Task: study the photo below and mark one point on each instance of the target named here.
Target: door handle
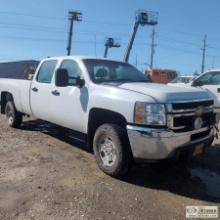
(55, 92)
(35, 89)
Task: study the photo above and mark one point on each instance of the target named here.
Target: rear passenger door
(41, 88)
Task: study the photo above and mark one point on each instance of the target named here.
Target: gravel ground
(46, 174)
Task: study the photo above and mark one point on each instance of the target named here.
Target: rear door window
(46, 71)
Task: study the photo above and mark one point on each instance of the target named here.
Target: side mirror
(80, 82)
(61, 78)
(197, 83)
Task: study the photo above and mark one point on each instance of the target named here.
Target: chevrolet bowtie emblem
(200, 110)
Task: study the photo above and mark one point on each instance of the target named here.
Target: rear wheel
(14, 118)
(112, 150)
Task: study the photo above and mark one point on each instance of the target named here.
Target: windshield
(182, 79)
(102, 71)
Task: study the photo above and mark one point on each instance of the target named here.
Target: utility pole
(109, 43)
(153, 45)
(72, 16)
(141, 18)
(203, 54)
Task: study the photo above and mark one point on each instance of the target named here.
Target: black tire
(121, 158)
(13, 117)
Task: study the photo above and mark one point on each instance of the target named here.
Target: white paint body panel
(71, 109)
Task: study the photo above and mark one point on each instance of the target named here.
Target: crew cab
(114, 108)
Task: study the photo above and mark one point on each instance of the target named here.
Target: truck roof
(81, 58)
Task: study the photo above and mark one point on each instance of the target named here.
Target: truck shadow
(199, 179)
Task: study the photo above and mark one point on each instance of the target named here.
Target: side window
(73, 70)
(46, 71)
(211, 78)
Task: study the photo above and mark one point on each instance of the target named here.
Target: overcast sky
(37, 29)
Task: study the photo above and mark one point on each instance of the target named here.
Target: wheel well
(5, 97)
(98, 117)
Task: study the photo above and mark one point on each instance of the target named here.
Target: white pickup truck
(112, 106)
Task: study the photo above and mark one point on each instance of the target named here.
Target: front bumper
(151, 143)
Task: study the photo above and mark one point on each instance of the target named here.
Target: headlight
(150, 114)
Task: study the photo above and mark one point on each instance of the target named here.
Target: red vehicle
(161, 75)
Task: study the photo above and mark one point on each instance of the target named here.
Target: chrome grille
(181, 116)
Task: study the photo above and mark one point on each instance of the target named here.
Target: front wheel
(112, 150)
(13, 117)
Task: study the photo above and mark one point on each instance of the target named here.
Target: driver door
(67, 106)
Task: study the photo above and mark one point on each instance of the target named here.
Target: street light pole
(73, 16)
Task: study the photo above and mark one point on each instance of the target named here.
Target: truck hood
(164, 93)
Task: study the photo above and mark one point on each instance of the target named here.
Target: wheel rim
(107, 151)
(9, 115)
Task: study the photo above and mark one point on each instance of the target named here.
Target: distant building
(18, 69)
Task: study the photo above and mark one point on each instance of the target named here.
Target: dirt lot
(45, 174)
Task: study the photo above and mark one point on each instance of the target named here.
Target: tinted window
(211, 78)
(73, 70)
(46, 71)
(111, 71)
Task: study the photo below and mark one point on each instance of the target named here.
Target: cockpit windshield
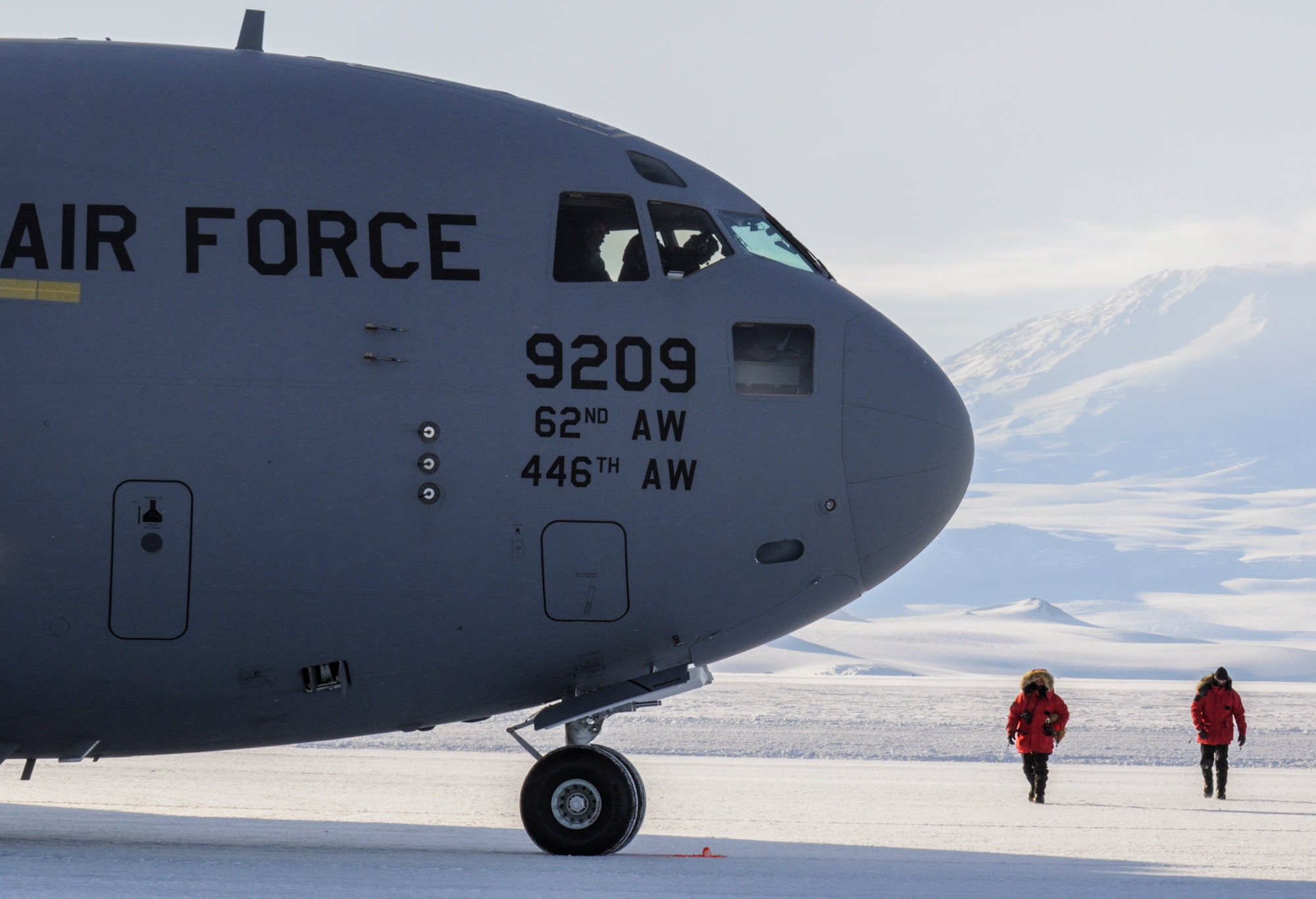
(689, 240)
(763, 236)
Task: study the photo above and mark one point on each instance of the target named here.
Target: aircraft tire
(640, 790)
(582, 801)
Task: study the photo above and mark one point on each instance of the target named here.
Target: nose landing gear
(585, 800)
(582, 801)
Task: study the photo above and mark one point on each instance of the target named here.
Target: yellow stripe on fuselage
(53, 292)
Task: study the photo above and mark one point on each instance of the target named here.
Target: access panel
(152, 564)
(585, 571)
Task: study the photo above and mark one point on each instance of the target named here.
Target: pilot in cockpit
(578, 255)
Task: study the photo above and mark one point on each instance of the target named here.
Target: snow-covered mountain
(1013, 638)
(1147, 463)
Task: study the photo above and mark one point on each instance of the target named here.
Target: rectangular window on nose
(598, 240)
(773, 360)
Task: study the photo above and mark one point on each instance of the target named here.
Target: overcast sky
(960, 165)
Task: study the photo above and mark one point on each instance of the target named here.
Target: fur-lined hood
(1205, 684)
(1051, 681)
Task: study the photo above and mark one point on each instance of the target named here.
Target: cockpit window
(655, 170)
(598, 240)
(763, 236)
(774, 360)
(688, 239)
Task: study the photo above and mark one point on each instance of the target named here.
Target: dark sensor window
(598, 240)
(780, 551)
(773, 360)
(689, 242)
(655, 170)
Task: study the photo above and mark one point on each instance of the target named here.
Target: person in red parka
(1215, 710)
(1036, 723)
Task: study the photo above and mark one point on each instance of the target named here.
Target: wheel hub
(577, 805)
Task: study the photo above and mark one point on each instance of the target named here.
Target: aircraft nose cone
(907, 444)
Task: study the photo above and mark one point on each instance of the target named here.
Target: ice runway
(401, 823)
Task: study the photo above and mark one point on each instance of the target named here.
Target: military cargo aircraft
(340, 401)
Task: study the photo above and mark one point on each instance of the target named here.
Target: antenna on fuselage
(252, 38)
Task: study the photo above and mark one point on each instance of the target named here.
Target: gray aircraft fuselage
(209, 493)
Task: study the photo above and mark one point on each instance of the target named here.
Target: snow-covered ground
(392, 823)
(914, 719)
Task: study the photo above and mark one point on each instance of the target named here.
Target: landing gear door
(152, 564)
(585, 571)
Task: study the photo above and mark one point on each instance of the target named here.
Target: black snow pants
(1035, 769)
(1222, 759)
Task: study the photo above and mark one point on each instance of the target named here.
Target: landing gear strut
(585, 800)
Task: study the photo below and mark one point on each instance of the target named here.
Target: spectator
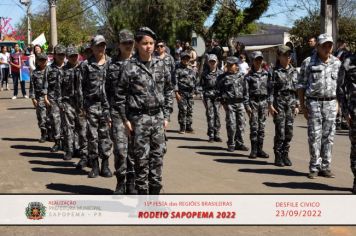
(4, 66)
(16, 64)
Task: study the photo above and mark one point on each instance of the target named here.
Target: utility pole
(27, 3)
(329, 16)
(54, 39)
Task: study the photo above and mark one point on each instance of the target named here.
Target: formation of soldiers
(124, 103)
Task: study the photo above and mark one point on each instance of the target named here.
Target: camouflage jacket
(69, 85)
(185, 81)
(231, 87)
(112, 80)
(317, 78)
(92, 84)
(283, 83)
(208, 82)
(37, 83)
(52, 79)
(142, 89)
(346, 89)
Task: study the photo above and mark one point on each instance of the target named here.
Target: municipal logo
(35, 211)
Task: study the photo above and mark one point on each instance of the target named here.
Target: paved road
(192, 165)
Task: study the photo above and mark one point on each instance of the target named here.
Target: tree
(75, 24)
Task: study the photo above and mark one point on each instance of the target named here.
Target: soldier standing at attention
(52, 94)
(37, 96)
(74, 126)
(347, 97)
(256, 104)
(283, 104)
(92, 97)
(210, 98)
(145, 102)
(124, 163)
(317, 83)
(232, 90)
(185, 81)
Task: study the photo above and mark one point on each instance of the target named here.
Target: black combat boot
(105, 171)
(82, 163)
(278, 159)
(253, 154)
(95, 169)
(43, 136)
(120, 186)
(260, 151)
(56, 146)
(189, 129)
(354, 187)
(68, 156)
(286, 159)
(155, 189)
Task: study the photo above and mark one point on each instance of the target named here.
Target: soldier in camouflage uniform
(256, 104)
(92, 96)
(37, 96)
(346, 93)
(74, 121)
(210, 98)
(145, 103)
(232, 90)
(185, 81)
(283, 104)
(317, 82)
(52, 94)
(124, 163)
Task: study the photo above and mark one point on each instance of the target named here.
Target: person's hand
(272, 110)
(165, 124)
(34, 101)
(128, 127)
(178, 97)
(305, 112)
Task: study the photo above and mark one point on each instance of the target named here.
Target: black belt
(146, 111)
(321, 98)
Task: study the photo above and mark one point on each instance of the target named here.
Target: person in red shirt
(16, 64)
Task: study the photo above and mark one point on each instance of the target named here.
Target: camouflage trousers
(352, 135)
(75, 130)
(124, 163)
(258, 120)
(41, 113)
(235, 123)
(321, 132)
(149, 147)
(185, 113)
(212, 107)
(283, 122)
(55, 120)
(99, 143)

Assignment: The output is to be the material in full and unaltered, with pictures omitted.

Response area:
Task: study the photo below and mark one point on each instance of the target named here.
Target: door handle
(55, 92)
(35, 89)
Task: study the photo above and mark one point on each instance of the target named here.
Target: rear passenger door
(41, 88)
Task: study the photo above and mark one point on each instance of the target named here.
Target: gravel ground
(46, 174)
Task: study the photo above and mark one point on each instance of the target named here.
Target: rear door window
(46, 71)
Task: study the photo above and mark one point on each instance of the target named here.
Target: side mirror
(80, 82)
(61, 78)
(197, 83)
Task: study the photo above and mark one point on each instance of the target named here.
Target: chevrolet bowtie emblem
(200, 110)
Task: study the photo above and mark one point on each instance of the target named here.
Target: rear wheel
(14, 118)
(112, 150)
Task: study the photo above and mark one point on each instance of the target named here.
Target: windshield
(182, 79)
(102, 71)
Task: study the photo above and mark one point on each instance of the target named here.
Target: utility pole
(109, 43)
(153, 45)
(72, 16)
(141, 18)
(203, 54)
Task: study the photo above and mark one point on each instance of the target named here.
Target: black tire
(121, 158)
(13, 117)
Task: study the photo above and mark one point on each instance of the target named here.
Target: white paint body panel
(71, 109)
Task: study the photo above and mark one point on each instance of the target named here.
Target: crew cab
(114, 108)
Task: study the photo above and mark one point on each instance of the target named here.
Target: truck roof
(81, 58)
Task: study the photo above and mark one point on each instance of the target named here.
Target: truck shadow
(199, 179)
Task: study the photo above and mark one point on each instance of the target named here.
Target: side window
(73, 70)
(46, 71)
(211, 78)
Task: study the photo above and mark one point on each instance of the target named here.
Target: overcast sky
(37, 29)
Task: study the photo above and mark one point on each instance of the target named here.
Target: wheel well
(5, 97)
(98, 117)
Task: study the photo above and mark one point on each instance of the target named here.
Target: white pickup truck
(112, 106)
Task: study the photo above and mark one point on each instance of the target named here.
Target: front bumper
(151, 143)
Task: study the photo above and mark one point on each instance of the target named here.
Target: headlight
(150, 114)
Task: study the photo above and mark one point on each instance of the target named here.
Target: red vehicle
(161, 75)
Task: study the photo above and mark one point on each instance of the target named here.
Target: chrome grille
(181, 116)
Task: study the photo above and mark one point on each instance of the target named here.
Target: front wheel
(112, 150)
(13, 117)
Task: study the photo above and mark one point on each instance of the target named here.
Target: driver door
(67, 106)
Task: study the photo above and mark one point on each instance of the target named here.
Target: street light pole
(73, 16)
Task: study the photo above and mark one point on each instance of the target named here.
Target: truck hood
(164, 93)
Task: study the photo above and mark one point on each instance of the target named here.
Target: wheel rim
(107, 151)
(9, 115)
Task: study the photo above and mark one point on each instance of the target named here.
Target: distant building
(18, 69)
Task: study the photo above and mark one point on each instance of the target named here.
Target: dirt lot
(45, 174)
Task: study the photo above and mark one point on each instance of the target named here.
Target: tinted window
(211, 78)
(73, 70)
(46, 71)
(111, 71)
Task: study the photo below and mark one point on each instance of the target named here.
Target: cockpit windshield
(689, 240)
(763, 236)
Task: study the photo above and mark one point on each instance of the target named here.
Target: aircraft tire
(640, 790)
(582, 801)
Task: study the photo above and mark one point on each instance of the target named here.
Target: nose landing gear
(585, 800)
(582, 801)
Task: study the photo above and mark one point on each instance of the target named here.
Target: yellow stripe on fuselage
(53, 292)
Task: study the photo above and mark one point on each instance of the target named here.
Target: access panel
(152, 564)
(585, 571)
Task: study the photo above and mark one point on each instance of the target named here.
Target: pilot in cockpit
(578, 255)
Task: study the photo above and mark one point on each instance of the target named here.
Target: snow-covered mountain
(1013, 638)
(1147, 463)
Task: study the photo above and mark one point on each instance of the target named here.
Target: rectangular window on nose
(598, 240)
(773, 360)
Task: study the photo above and mark one point on each instance of the target named here.
Target: overcast sky
(960, 165)
Task: study the photo above and mark one point on each instance of the target named here.
Target: fur-lined hood
(1205, 684)
(1051, 681)
Task: study the photo above and mark one point on each instance of the target named here.
Target: cockpit window
(655, 170)
(598, 240)
(763, 236)
(774, 360)
(688, 239)
Task: study the photo above and mark one point on each instance of the target named here.
Target: dark sensor window
(598, 240)
(780, 551)
(773, 360)
(689, 242)
(655, 170)
Task: study the photo above and mark one point on each instance of the target named here.
Target: person in red parka
(1215, 710)
(1036, 723)
Task: study the photo above and mark one point on each instance of the target named here.
Target: wheel hub
(577, 805)
Task: study the photo above and mark one point on each instance of the target named here.
Target: aircraft nose cone
(907, 444)
Task: study the photo above and mark one point on each instance of the target named here.
Target: ice runway
(401, 823)
Task: study the photo above and mark one point on each instance of the target named here.
Target: military cargo aircraft
(340, 401)
Task: study the photo above and mark one point on each instance of the target named here.
Target: antenna on fuselage
(252, 38)
Task: study the photo above and mark one point on each instance of the target named here.
Target: gray aircraft fuselage
(209, 493)
Task: study the photo above and mark one point on each instance of the target named here.
Target: snow-covered ground
(392, 823)
(914, 719)
Task: study the photo above and mark one point on each instance of the target named here.
Target: landing gear door
(152, 564)
(585, 571)
Task: study the photo above and mark one point on each instance of the target named here.
Target: black snow pants
(1035, 769)
(1222, 759)
Task: study the photo above and mark one point on each instance of the target named here.
Target: landing gear strut
(585, 800)
Task: study the photo below and mark one point on each instance of the target named here.
Target: spectator
(4, 66)
(16, 64)
Task: study the photo above and mark one point on each instance of the target named here.
Target: utility pole
(27, 3)
(329, 16)
(54, 39)
Task: study the photo above and mark one point on each instance of the target named here.
Target: formation of soldiers
(124, 103)
Task: study the photo above and mark one point on each instance of the target named here.
Target: camouflage jacket
(69, 85)
(185, 81)
(231, 87)
(112, 80)
(317, 78)
(92, 84)
(283, 83)
(208, 82)
(37, 83)
(52, 79)
(142, 89)
(346, 89)
Task: study the photo above and mark one point on each instance of the target named here.
Target: municipal logo
(35, 211)
Task: study the photo above and mark one point on each instance of the target named here.
Target: paved road
(192, 165)
Task: study the photo above and mark one point on each instance of the target named here.
Target: tree
(75, 24)
Task: study the photo above and mark one point on each instance of the target named here.
Target: soldier standing at attention
(52, 94)
(37, 96)
(74, 126)
(347, 97)
(256, 104)
(283, 104)
(92, 97)
(210, 98)
(145, 102)
(124, 163)
(317, 83)
(232, 90)
(185, 81)
Task: study the photo above and mark one point on each instance of the target named here.
Target: black combat boot
(105, 171)
(82, 163)
(278, 159)
(253, 154)
(95, 169)
(43, 136)
(120, 186)
(260, 151)
(56, 146)
(189, 129)
(354, 187)
(68, 156)
(286, 159)
(155, 189)
Task: study the photo above and mark one point on each instance of the target named here.
Target: soldier in camouflage uniform
(256, 104)
(92, 96)
(37, 96)
(346, 93)
(74, 121)
(210, 98)
(145, 103)
(232, 90)
(185, 81)
(283, 104)
(317, 82)
(52, 94)
(124, 163)
Task: study the photo above and mark one point on each instance of the target named here.
Target: person's hand
(272, 110)
(165, 124)
(34, 101)
(128, 127)
(178, 97)
(305, 112)
Task: study the photo above and mark one point on each instance of the target named here.
Target: black belt
(146, 111)
(321, 98)
Task: study the photo above and mark one point on each instance of the target named here.
Target: person in red shirt
(16, 64)
Task: study the photo above and mark one point on each instance of the target named here.
Target: camouflage trousers
(352, 135)
(75, 130)
(124, 163)
(258, 120)
(41, 113)
(235, 123)
(321, 132)
(149, 147)
(185, 113)
(212, 107)
(283, 122)
(55, 120)
(99, 143)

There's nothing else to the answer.